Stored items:
------------------------------------
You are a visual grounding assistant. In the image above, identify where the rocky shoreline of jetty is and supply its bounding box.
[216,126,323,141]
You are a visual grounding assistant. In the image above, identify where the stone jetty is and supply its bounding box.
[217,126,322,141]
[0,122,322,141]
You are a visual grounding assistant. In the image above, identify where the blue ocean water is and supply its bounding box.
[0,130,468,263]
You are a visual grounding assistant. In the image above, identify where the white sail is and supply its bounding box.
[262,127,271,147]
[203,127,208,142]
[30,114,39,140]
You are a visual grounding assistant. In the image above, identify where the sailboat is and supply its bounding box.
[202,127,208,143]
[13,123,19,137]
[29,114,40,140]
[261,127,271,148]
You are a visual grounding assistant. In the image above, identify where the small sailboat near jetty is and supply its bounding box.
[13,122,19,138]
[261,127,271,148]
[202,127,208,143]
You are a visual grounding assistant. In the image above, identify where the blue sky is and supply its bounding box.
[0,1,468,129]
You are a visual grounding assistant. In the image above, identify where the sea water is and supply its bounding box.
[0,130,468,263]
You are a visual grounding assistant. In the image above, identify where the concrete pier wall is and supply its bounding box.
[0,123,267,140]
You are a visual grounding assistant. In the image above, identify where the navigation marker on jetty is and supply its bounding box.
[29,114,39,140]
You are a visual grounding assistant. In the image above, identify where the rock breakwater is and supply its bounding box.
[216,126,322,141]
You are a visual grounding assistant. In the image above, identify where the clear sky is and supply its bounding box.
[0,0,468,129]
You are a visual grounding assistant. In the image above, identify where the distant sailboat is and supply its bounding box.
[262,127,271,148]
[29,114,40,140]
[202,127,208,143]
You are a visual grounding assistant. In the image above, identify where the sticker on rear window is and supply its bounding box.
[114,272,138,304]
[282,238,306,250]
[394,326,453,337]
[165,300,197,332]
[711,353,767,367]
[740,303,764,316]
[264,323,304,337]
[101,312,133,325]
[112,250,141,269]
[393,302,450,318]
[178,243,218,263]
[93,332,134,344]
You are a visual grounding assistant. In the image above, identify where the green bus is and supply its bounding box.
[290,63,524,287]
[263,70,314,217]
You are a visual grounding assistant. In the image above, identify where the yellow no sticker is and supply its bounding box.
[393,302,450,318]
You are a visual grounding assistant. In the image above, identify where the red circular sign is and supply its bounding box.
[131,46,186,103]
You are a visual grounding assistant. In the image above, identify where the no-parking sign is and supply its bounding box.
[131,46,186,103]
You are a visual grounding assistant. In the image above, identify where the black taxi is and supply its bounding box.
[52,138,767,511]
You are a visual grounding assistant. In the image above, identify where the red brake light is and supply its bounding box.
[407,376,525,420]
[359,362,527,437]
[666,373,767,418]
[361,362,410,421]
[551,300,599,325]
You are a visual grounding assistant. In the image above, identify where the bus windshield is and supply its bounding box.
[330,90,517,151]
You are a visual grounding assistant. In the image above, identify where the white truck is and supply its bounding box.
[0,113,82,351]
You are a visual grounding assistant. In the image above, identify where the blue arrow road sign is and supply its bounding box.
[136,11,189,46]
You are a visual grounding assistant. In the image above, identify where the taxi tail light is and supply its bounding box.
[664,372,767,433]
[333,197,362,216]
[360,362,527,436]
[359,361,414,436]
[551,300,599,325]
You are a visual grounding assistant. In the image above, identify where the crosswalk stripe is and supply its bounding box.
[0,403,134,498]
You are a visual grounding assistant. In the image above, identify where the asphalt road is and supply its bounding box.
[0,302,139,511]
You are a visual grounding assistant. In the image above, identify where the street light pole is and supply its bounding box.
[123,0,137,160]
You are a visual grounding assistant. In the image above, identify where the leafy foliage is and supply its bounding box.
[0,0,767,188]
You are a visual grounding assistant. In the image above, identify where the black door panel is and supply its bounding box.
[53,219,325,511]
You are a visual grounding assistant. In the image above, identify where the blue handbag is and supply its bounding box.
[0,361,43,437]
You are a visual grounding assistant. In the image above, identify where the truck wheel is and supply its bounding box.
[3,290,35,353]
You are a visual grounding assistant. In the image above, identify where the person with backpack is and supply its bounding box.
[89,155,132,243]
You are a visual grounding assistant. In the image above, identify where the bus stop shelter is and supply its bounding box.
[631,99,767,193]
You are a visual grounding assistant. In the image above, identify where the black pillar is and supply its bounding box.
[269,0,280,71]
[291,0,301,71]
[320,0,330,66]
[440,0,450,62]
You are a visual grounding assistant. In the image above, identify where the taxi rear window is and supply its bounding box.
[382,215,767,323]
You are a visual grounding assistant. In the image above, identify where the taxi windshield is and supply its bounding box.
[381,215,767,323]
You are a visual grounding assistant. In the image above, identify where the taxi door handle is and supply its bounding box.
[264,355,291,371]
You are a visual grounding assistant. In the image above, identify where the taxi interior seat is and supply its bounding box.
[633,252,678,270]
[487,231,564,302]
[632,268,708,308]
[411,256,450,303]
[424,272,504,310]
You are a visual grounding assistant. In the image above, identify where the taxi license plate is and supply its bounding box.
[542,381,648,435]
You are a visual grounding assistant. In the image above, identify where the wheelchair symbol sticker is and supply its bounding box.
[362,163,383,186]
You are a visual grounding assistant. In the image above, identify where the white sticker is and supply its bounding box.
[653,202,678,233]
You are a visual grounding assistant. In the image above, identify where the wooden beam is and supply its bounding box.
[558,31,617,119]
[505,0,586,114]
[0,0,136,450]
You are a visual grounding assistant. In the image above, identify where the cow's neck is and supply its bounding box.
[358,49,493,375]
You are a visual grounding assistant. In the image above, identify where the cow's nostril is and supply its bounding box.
------------------------------------
**TASK REQUIREMENTS**: Render the records above as a JSON list of strings, one string per line, leaving out any blank lines.

**OUTPUT BELOW**:
[
  "You are a visual grounding assistant. In the image above, identify where the rocky shoreline of jetty is and supply its bounding box.",
  "[216,126,323,141]",
  "You are a visual grounding assistant. In the image above, identify where the stone jetty is and supply its bounding box.",
  "[217,126,322,141]",
  "[0,122,322,141]",
  "You are a visual grounding assistant. In the image above, identify where the blue ocean water is and supply its bounding box.",
  "[0,130,468,263]",
  "You are a visual grounding assistant. In the image above, identify where the white sail is and supply its bounding box.",
  "[262,127,271,147]",
  "[203,127,208,142]",
  "[30,114,39,140]",
  "You are a visual grounding assistant. In the image above, identify where the sailboat is and supply its bounding box.",
  "[202,127,208,143]",
  "[13,123,19,137]",
  "[29,114,40,140]",
  "[261,127,271,148]",
  "You are a visual grounding assistant. In the image above, identify where the small sailboat near jetty is and supply its bounding box.",
  "[13,122,19,138]",
  "[261,127,271,148]",
  "[202,127,208,143]",
  "You are a visual grounding assistant. In the image above, identify where the blue sky is and supply its bounding box.",
  "[0,1,468,129]",
  "You are a visual grounding assistant. In the image above, identify where the sea water is and supply its bounding box.",
  "[0,130,468,263]",
  "You are a visual grounding assistant. In the image above, identify where the concrete pier wall is and supply its bounding box.",
  "[0,123,267,140]",
  "You are a visual grounding assistant. In the image above, identify where the navigation marker on jetty is and supply its bounding box.",
  "[29,114,39,140]",
  "You are a visual grounding assistant. In the image above, identify where the rock breakwater is and supply its bounding box.",
  "[216,126,322,141]",
  "You are a visual grounding assistant. In the image above, identify where the clear sky is and supply its bounding box.",
  "[0,0,468,129]",
  "You are a visual grounding assistant. In the image above, identify where the distant sailboat is and supply its bounding box.",
  "[262,127,271,148]",
  "[29,114,40,140]",
  "[202,127,208,143]",
  "You are a visual grounding assistant. In the image above, identify where the sticker on rear window is and supply its bounding box.",
  "[114,272,138,304]",
  "[282,238,306,250]",
  "[394,326,453,337]",
  "[165,300,197,332]",
  "[711,353,767,367]",
  "[740,303,764,316]",
  "[264,323,304,337]",
  "[101,312,133,325]",
  "[112,250,141,269]",
  "[393,302,450,318]",
  "[178,243,218,263]",
  "[93,332,134,344]",
  "You are a visual grounding assistant. In the image above, identify where the green bus is and supply its bounding box.",
  "[290,63,524,287]",
  "[263,70,314,217]",
  "You are a visual grounding assistant. In the image above, identify where the yellow no sticker is and supply its bounding box.",
  "[393,302,450,318]",
  "You are a visual grounding assistant. In the image above, identify where the red circular sign is and supply its bounding box.",
  "[131,46,186,103]",
  "You are a visual grounding assistant. In the image above, identify where the no-parking sign is and supply its bounding box.",
  "[131,46,186,103]",
  "You are a visual grounding assistant. In the image above, identify where the black taxi is and supply its bounding box.",
  "[52,138,767,511]",
  "You are a visual grounding assistant. In the image above, identify where the red brake light is and supply its bounding box.",
  "[407,376,525,420]",
  "[359,362,527,437]",
  "[666,373,767,418]",
  "[361,362,410,421]",
  "[551,300,599,325]",
  "You are a visual grounding assistant. In the image above, identify where the bus windshield is and supply its bounding box.",
  "[330,90,517,151]",
  "You are a visual grounding assistant. In the image above, identify where the white truck is and supply its bounding box.",
  "[0,113,82,351]",
  "You are a visual grounding assistant. In the image above, identify where the blue arrow road sign is and supply its bounding box.",
  "[136,11,189,46]",
  "You are a visual grounding assistant. In the image above, identify where the taxi tail light is and supply its bounding box.",
  "[664,372,767,433]",
  "[333,197,362,216]",
  "[360,362,527,436]",
  "[359,361,414,436]",
  "[551,300,599,325]",
  "You are a visual grounding assistant. In the image above, identify where the crosswalk stripe is and supply its bounding box.",
  "[0,403,134,498]",
  "You are a visual grounding assistant. In the image above, identify where the asphalt road is and supply its bounding box.",
  "[0,302,139,511]",
  "You are a visual grounding assistant. In the image above, identify where the street light pole is and supply its bounding box.",
  "[123,0,137,160]",
  "You are a visual grounding assistant. In the image above, identify where the leafy foliage is and supply its bounding box.",
  "[0,0,767,188]",
  "You are a visual grounding assistant. In the image above, identify where the black door panel is and supply its bounding box.",
  "[53,219,325,511]",
  "You are a visual grounding assistant. In the image above, identify where the blue handbag is and supply its bounding box.",
  "[0,361,43,437]",
  "You are a visual grounding assistant. In the image above, identify where the truck wheel is and supply its bounding box.",
  "[3,290,35,353]",
  "You are a visual grounding assistant. In the image above, identify where the person with backpack is and supply its bounding box.",
  "[89,155,132,243]",
  "You are a visual grounding assistant. In the image above, identify where the bus stop shelter is and supply its bounding box.",
  "[631,99,767,193]",
  "You are a visual grounding assistant. In the image above, identify where the black pillar is and supply its bounding box.",
  "[269,0,280,71]",
  "[291,0,301,71]",
  "[320,0,330,66]",
  "[440,0,450,62]",
  "You are a visual grounding assistant. In the image above, identify where the taxi rear window is and supply its bounding box.",
  "[382,215,767,323]",
  "You are a visual grounding assistant. In the image above, identify where the taxi windshield is and supply its bounding box.",
  "[381,215,767,323]",
  "You are a visual grounding assistant. In the image above, identify where the taxi door handle is and supply its bounding box.",
  "[264,355,291,371]",
  "You are a visual grounding assistant. In the image above, identify where the taxi interior seat is and supply its bounding box.",
  "[633,252,678,270]",
  "[487,231,564,302]",
  "[632,268,708,308]",
  "[411,256,450,303]",
  "[424,272,504,310]",
  "You are a visual grounding assistant. In the image above, identify where the taxi license plate is and supply its bounding box.",
  "[542,381,648,435]",
  "You are a visual grounding assistant. In the image above, identify where the wheelchair symbol sticker is and supply its bounding box.",
  "[362,163,383,186]",
  "You are a visual grounding assistant. In the image above, identify where the white sticker is and supply its bounding box.",
  "[653,202,678,233]",
  "You are a visual grounding assistant. In the image above, identify where the wooden beam is and supply its bounding box.",
  "[558,31,617,119]",
  "[505,0,586,114]",
  "[0,0,136,450]",
  "You are a visual grounding assistant. In the image above, identify where the cow's neck is and supply its bounding box.",
  "[358,49,493,375]",
  "You are a visual grounding assistant. In the image above, identify where the cow's nostril is and supply its bounding box."
]